Exercise objective:
Exactly those lines running from the one containing "Tag decorative ceramic" to the end of the material are to be printed, and no others.

=======

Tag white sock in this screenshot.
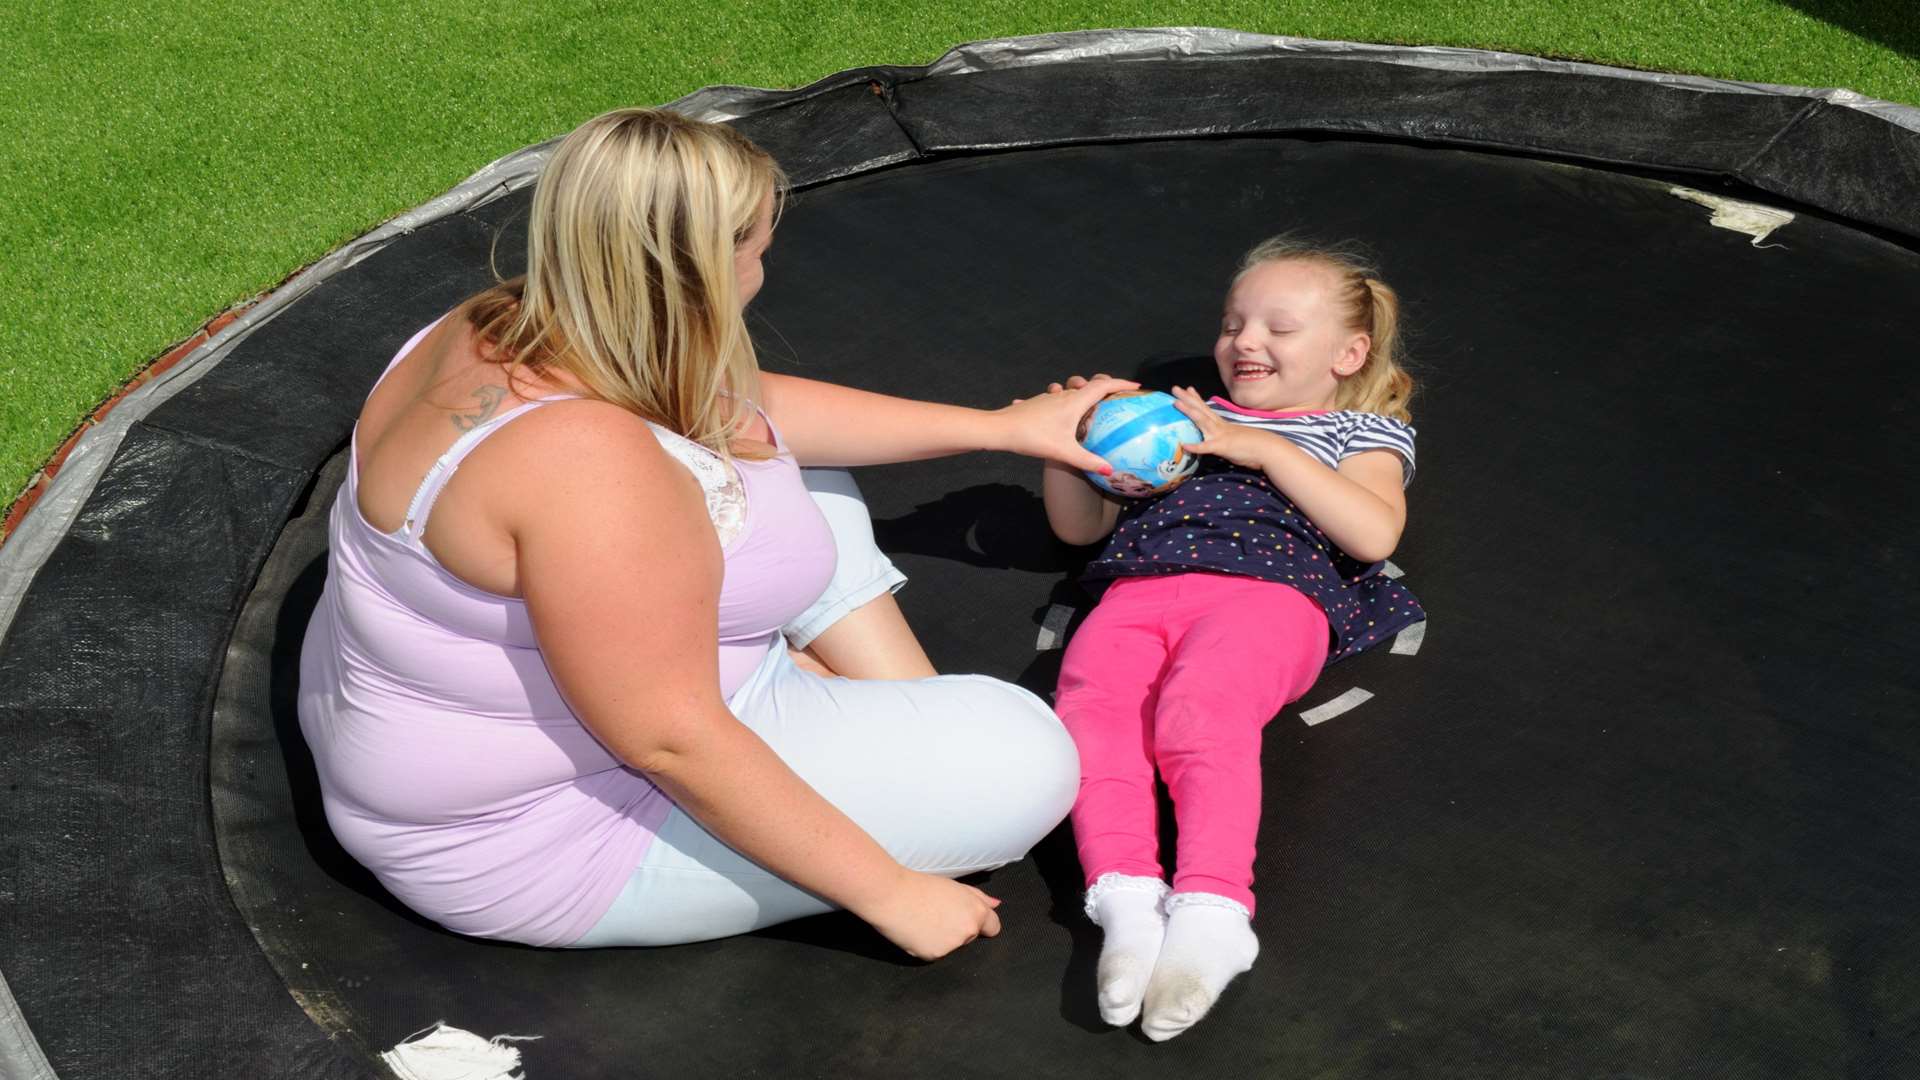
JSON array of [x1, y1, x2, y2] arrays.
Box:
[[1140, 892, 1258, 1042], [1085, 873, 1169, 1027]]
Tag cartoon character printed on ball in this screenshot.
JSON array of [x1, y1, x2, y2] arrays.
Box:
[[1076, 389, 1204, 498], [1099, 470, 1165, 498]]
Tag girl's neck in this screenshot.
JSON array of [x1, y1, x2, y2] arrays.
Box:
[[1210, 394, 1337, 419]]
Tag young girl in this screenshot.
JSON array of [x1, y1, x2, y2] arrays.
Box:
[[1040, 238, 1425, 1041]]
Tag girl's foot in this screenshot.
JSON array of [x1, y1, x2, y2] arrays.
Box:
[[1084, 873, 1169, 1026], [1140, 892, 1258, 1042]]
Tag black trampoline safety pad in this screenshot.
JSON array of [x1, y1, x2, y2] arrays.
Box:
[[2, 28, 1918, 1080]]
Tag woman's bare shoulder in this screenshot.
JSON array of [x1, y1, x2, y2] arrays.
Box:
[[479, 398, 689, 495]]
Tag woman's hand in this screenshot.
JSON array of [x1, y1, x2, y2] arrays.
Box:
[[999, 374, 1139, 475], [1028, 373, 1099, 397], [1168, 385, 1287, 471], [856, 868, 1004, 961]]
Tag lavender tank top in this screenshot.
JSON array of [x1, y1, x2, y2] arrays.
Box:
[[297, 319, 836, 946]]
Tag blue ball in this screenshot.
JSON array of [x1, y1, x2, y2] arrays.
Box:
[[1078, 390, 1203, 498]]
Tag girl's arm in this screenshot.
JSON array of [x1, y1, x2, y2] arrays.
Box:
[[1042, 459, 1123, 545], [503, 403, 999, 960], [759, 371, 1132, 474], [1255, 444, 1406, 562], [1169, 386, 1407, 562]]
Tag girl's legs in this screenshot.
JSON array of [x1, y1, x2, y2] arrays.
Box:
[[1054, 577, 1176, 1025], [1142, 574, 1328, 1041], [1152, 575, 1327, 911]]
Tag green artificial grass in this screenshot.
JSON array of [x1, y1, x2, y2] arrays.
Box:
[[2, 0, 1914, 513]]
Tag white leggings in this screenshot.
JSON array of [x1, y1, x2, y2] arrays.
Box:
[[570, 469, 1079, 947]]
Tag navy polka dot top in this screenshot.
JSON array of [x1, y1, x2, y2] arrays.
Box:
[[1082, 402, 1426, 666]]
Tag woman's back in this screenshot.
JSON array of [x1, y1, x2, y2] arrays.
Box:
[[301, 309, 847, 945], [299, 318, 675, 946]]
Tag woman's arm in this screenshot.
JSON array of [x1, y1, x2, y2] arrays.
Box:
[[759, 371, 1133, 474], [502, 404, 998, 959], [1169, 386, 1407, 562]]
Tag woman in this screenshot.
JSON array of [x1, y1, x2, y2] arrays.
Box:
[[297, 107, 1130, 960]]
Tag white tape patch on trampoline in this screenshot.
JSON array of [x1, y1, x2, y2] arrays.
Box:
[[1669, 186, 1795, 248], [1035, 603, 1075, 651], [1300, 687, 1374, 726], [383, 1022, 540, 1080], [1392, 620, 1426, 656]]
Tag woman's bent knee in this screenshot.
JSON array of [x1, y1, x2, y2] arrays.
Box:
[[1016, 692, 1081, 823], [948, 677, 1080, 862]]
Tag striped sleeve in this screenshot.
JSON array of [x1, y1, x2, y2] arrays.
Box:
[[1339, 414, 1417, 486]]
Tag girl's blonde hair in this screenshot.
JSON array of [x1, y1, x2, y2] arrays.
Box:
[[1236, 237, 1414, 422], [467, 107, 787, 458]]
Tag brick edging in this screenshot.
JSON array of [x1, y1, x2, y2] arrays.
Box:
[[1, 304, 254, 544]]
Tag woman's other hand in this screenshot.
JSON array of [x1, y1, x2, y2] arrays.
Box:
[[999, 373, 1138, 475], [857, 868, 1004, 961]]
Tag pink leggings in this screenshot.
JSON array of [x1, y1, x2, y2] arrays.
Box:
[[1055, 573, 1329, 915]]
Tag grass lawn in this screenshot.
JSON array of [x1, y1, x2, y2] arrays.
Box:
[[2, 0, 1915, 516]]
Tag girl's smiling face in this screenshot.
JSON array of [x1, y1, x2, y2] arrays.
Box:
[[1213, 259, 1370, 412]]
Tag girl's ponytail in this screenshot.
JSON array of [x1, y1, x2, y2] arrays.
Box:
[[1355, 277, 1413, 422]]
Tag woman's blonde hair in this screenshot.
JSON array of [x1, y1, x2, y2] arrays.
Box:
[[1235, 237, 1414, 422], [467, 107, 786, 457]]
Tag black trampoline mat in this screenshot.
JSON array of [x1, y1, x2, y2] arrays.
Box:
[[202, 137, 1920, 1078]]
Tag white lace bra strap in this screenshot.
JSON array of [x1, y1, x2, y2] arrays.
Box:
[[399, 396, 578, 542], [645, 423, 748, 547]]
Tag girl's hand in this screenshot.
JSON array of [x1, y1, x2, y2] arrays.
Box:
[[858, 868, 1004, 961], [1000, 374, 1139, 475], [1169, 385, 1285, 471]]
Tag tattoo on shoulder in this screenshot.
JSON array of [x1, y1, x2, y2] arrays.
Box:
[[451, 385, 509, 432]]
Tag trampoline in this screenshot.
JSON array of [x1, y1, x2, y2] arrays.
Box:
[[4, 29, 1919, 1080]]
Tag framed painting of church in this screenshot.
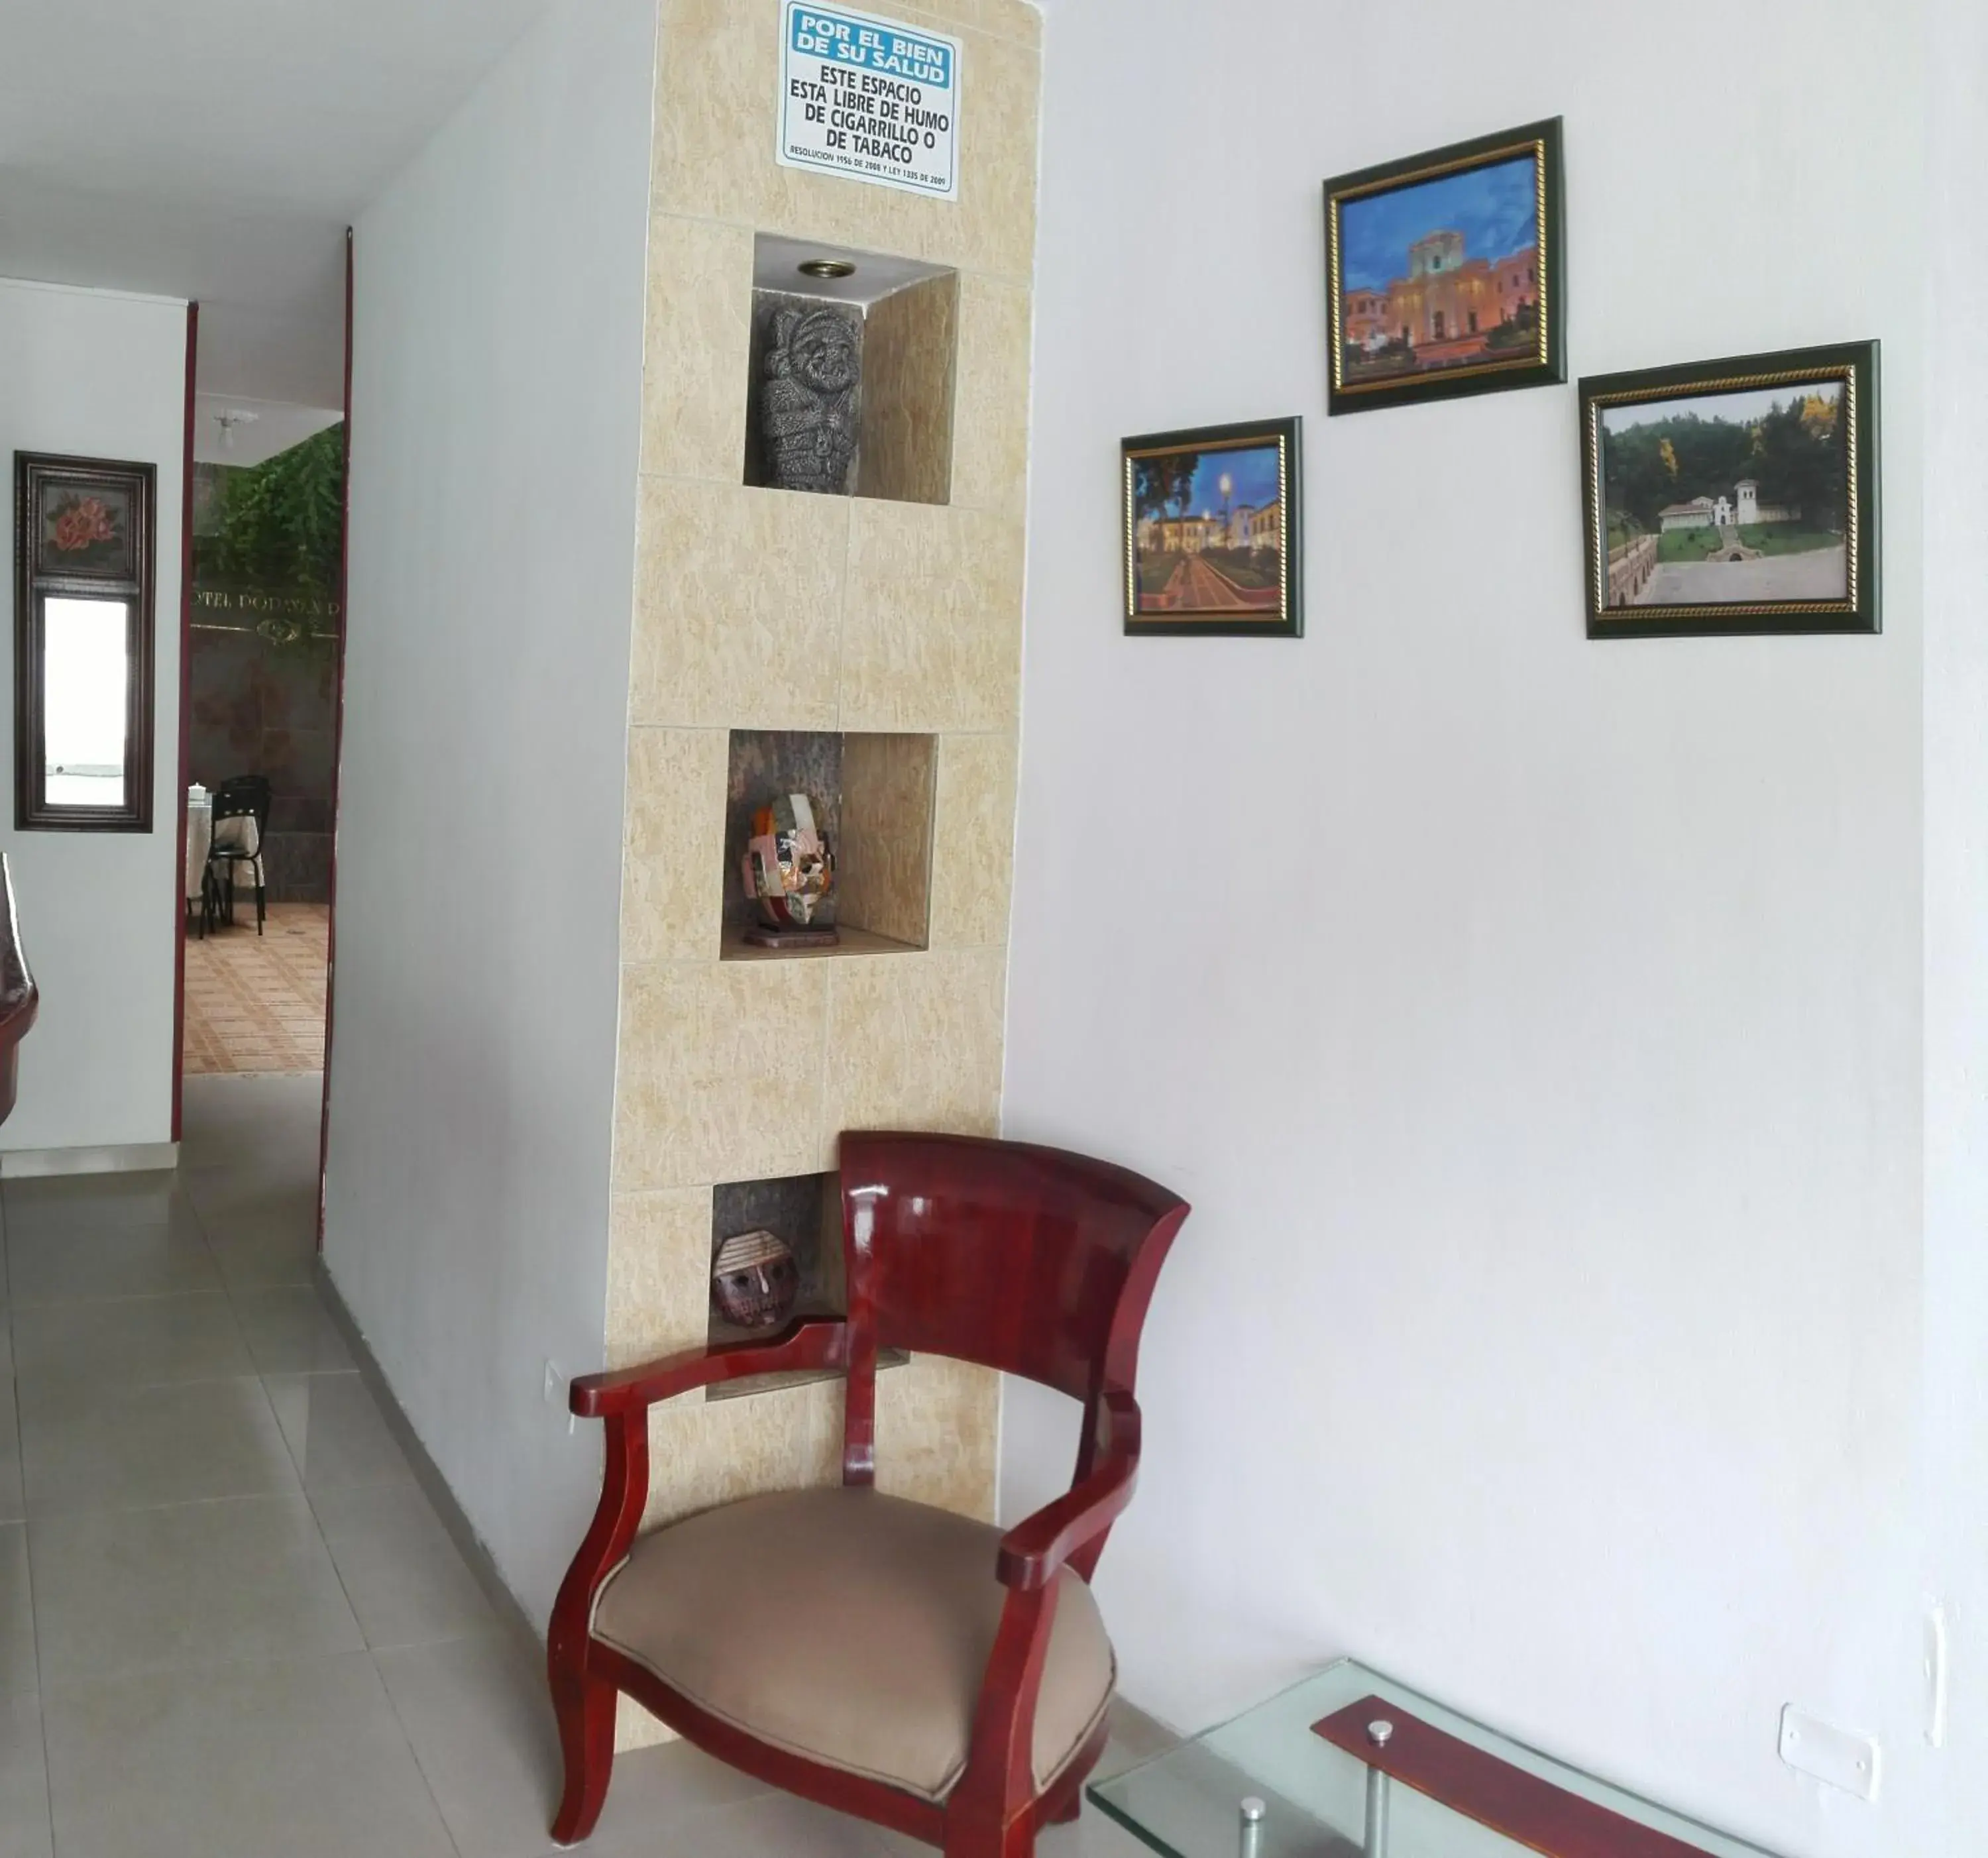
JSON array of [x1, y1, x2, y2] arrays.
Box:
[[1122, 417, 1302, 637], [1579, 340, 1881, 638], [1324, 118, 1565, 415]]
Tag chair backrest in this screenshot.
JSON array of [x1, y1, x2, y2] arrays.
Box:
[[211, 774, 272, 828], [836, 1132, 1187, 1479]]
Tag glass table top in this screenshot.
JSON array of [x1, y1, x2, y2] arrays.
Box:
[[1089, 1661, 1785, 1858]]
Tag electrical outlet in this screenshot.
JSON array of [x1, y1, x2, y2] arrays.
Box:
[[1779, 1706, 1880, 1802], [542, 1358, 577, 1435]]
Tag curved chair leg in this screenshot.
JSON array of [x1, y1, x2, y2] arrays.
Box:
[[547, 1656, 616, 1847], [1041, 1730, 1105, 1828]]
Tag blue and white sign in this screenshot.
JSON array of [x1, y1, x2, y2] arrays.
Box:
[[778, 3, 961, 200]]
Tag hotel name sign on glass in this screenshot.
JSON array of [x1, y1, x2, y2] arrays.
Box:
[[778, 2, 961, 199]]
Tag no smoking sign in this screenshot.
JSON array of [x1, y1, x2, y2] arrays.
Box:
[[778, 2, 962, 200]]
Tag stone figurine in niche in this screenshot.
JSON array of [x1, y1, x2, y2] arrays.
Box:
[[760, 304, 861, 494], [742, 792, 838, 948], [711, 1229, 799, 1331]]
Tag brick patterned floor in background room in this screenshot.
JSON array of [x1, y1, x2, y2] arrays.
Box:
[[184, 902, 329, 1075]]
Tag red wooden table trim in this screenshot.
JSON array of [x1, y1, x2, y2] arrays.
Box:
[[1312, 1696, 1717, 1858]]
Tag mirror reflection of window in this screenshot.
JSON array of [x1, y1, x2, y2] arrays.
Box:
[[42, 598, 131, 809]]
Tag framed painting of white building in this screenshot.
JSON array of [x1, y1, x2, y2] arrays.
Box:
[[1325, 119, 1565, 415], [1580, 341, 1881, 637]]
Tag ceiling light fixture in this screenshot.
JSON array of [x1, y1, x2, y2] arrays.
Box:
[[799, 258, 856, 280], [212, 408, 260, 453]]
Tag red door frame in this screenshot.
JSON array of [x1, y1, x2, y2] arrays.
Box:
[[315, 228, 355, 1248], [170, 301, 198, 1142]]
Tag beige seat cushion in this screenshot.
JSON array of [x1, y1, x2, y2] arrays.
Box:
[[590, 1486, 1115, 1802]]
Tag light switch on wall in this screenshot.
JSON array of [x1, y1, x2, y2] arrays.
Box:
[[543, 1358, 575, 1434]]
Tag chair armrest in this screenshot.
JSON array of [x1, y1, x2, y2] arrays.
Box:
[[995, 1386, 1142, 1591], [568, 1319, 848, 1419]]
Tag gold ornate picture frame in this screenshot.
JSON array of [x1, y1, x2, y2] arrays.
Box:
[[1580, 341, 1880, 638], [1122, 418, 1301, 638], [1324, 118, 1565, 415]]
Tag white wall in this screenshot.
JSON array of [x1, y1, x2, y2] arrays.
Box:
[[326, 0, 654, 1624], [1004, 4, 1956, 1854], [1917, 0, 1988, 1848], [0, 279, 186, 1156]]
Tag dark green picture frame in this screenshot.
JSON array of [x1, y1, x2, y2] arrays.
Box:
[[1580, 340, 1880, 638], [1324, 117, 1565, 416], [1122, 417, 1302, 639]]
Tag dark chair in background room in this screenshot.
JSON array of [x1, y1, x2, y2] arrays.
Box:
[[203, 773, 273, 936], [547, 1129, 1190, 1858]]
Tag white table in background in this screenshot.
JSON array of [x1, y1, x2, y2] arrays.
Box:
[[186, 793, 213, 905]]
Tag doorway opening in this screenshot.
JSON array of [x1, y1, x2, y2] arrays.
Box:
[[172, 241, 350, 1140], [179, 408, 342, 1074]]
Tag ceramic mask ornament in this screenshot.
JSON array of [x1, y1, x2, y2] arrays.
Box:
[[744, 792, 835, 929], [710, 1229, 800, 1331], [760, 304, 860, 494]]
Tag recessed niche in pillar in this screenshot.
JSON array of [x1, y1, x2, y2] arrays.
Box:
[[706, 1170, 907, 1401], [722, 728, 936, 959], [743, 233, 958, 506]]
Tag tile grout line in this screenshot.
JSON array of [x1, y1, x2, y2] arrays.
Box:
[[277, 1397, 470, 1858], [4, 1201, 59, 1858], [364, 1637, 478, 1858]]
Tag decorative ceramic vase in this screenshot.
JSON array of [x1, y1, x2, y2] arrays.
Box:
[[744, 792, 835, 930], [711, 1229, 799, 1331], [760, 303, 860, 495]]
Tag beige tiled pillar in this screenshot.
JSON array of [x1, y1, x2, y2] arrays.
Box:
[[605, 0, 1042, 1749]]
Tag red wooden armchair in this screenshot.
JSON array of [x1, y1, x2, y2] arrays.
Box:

=======

Exercise result:
Tag decorative ceramic vase in this screenshot.
JSON array of [x1, y1, x2, y2] arrays.
Box:
[[744, 792, 835, 930], [711, 1229, 799, 1331], [760, 303, 860, 495]]
Tag beige tiled pillar in this screenshot.
JSON array of [x1, y1, x2, y2] arrays.
Box:
[[605, 0, 1042, 1749]]
Tag red wooden armchair in this screenshot.
JSON array of [x1, y1, x2, y2] arrays.
Box:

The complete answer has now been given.